*Data to examine*:
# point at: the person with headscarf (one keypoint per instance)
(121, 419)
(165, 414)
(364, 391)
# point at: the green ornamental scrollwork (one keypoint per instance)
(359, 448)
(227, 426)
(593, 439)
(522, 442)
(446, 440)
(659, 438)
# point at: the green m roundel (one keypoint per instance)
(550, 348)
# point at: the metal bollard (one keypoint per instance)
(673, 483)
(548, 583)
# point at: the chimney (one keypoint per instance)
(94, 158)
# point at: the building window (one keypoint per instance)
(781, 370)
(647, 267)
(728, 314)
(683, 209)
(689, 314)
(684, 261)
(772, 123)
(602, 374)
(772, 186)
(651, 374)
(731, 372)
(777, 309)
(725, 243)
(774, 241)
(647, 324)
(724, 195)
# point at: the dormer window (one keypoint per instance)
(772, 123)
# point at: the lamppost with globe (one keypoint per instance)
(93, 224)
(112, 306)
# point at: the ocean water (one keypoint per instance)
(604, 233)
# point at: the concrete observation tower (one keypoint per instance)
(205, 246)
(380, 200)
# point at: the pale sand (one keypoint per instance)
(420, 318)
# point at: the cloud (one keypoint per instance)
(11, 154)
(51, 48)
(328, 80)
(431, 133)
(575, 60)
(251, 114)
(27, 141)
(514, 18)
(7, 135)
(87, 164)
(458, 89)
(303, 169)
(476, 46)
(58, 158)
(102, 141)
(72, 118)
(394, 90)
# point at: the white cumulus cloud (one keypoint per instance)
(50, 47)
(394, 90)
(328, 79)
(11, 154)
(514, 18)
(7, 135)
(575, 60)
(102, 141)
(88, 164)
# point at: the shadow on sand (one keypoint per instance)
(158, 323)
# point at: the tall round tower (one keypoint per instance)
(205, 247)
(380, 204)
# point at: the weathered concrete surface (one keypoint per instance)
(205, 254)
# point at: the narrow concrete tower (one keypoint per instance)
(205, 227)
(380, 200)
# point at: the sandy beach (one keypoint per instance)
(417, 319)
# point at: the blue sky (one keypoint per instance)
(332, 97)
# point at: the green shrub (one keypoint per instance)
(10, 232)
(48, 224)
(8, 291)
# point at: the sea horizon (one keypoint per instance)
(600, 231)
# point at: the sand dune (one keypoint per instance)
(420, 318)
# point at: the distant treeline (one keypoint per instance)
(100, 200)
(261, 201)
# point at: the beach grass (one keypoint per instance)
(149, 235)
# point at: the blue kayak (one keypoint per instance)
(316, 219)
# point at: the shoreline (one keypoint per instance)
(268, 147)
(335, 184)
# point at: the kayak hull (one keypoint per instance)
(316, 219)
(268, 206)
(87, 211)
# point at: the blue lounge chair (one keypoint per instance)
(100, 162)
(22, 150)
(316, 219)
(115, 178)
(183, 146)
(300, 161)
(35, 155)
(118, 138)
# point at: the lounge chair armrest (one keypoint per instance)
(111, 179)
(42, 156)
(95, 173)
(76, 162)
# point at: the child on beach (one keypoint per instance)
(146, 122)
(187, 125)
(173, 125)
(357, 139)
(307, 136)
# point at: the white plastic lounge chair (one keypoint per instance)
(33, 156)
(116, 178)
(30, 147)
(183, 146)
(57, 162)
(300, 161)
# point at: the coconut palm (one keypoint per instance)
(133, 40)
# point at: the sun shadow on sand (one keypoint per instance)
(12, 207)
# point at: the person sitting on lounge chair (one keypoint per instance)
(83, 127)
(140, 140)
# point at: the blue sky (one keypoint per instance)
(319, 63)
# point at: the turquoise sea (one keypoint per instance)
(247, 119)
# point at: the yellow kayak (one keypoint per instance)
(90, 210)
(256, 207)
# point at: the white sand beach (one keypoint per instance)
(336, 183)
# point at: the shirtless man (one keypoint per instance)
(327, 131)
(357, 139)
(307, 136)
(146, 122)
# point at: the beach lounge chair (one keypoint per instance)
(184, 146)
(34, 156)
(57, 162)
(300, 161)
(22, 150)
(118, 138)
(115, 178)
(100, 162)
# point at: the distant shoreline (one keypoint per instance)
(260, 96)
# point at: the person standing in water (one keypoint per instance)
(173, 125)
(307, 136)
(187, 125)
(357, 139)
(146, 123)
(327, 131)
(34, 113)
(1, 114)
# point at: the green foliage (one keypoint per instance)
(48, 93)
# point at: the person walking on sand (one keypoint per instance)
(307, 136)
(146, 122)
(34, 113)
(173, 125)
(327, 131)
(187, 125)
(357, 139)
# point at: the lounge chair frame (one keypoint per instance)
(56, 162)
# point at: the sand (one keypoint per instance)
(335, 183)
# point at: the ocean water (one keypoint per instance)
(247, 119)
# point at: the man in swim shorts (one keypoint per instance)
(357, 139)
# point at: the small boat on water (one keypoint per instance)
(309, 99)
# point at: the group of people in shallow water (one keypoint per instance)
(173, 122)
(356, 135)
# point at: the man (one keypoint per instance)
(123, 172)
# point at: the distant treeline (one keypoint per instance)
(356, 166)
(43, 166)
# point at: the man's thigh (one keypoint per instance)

*Exercise description*:
Every record above needs to be repeated word for word.

*Result below*:
# point at: the person with headscarf (one keypoint per instance)
(121, 419)
(165, 414)
(364, 391)
# point at: the green ornamental scrollwork (one keypoint per instance)
(359, 448)
(227, 426)
(593, 439)
(522, 442)
(446, 440)
(659, 438)
# point at: the green m roundel (one keypoint per instance)
(550, 348)
# point at: the metal bollard (one keypoint per instance)
(673, 483)
(548, 583)
# point at: the chimney (one keypoint per instance)
(94, 158)
# point at: the building window (one keypoint per instance)
(781, 370)
(647, 267)
(728, 314)
(683, 209)
(689, 314)
(684, 261)
(772, 123)
(602, 374)
(772, 186)
(651, 374)
(731, 372)
(777, 309)
(725, 243)
(774, 241)
(647, 324)
(724, 195)
# point at: the dormer window (one keypoint per instance)
(772, 123)
# point at: the lamppost with globe (one keypoint per instance)
(93, 224)
(112, 306)
# point at: the ocean water (one keypoint per instance)
(604, 233)
# point at: the concrete observation tower (one keypoint per instance)
(205, 246)
(380, 200)
# point at: the pale sand (one keypoint per instance)
(420, 318)
# point at: the cloud (one keypoint per instance)
(11, 154)
(51, 48)
(328, 80)
(431, 133)
(575, 60)
(251, 114)
(27, 141)
(514, 18)
(7, 135)
(87, 164)
(458, 89)
(303, 169)
(476, 46)
(58, 158)
(102, 141)
(72, 118)
(394, 90)
# point at: the white cumulus cloud (one keypoint per instance)
(50, 47)
(394, 90)
(328, 79)
(11, 154)
(514, 18)
(7, 135)
(575, 60)
(102, 141)
(88, 164)
# point at: the shadow on sand (one keypoint per instance)
(158, 323)
# point at: the tall round tower (one keypoint per instance)
(205, 247)
(380, 204)
# point at: the weathered concrete surface (one keypoint per instance)
(205, 254)
# point at: the narrow concrete tower (one keypoint per instance)
(205, 227)
(380, 200)
# point at: the sandy beach (one keypoint per instance)
(417, 319)
# point at: the blue sky (one keypoint per instance)
(332, 97)
# point at: the green shrub (one keypoint per instance)
(10, 232)
(48, 224)
(8, 291)
# point at: the sea horizon (one keypoint per instance)
(600, 231)
# point at: the sand dune (one keypoint per instance)
(420, 318)
# point at: the distant treeline (one keypoint per instance)
(100, 200)
(261, 201)
# point at: the beach grass (one keypoint per instance)
(149, 235)
# point at: the blue kayak (one keypoint per instance)
(316, 219)
# point at: the shoreline (one keypoint per instance)
(268, 147)
(335, 184)
# point at: the kayak hull (one keypoint per instance)
(316, 219)
(268, 206)
(87, 211)
# point at: the blue lounge chair (one keypoint per instance)
(100, 162)
(22, 150)
(316, 219)
(115, 178)
(183, 146)
(300, 161)
(35, 155)
(118, 138)
# point at: the lounge chair armrest (one keypoint per instance)
(111, 179)
(42, 156)
(95, 173)
(76, 162)
# point at: the child on beach (one keypoint per instance)
(146, 122)
(187, 125)
(173, 125)
(357, 139)
(307, 136)
# point at: the white plastic lounge chair (one keypoint per instance)
(33, 156)
(116, 178)
(30, 147)
(183, 146)
(57, 162)
(300, 161)
# point at: the coconut palm (one keypoint per instance)
(133, 40)
# point at: the sun shadow on sand (one keypoint per instance)
(12, 207)
# point at: the person sitting on lounge chair (one keypoint per instance)
(83, 127)
(140, 140)
# point at: the blue sky (one keypoint per instance)
(319, 63)
# point at: the turquoise sea (one keypoint per instance)
(247, 119)
# point at: the yellow kayak (one keypoint per instance)
(90, 210)
(256, 207)
# point at: the white sand beach (one keypoint per instance)
(336, 183)
# point at: the shirtless man (one keypoint per instance)
(327, 131)
(357, 139)
(307, 136)
(146, 122)
# point at: the beach lounge chair (one keypoint per instance)
(184, 146)
(34, 156)
(57, 162)
(300, 161)
(22, 150)
(118, 138)
(115, 178)
(100, 162)
# point at: the distant shoreline (one keypoint per instance)
(260, 96)
# point at: the person standing in water (one keypoint per instance)
(173, 125)
(307, 136)
(187, 125)
(357, 139)
(146, 123)
(327, 131)
(34, 113)
(1, 114)
# point at: the green foliage (one keypoint per instance)
(48, 93)
# point at: the person walking on sand (one keypoint per instance)
(307, 136)
(146, 122)
(34, 113)
(173, 125)
(327, 131)
(187, 125)
(357, 139)
# point at: the lounge chair frame (one keypoint per instance)
(56, 162)
# point at: the sand (one keypoint per instance)
(335, 183)
# point at: the ocean water (one keypoint per instance)
(247, 119)
# point at: the man in swim shorts (one keypoint per instance)
(357, 139)
# point at: the small boat on water (one keypoint per instance)
(309, 99)
# point at: the group of people in shallow water (one keypoint per instance)
(173, 122)
(356, 135)
# point at: the man (one keypoint per instance)
(123, 172)
# point at: the distant treeline (one keypoint per instance)
(356, 166)
(43, 166)
# point at: the man's thigh (one keypoint per instance)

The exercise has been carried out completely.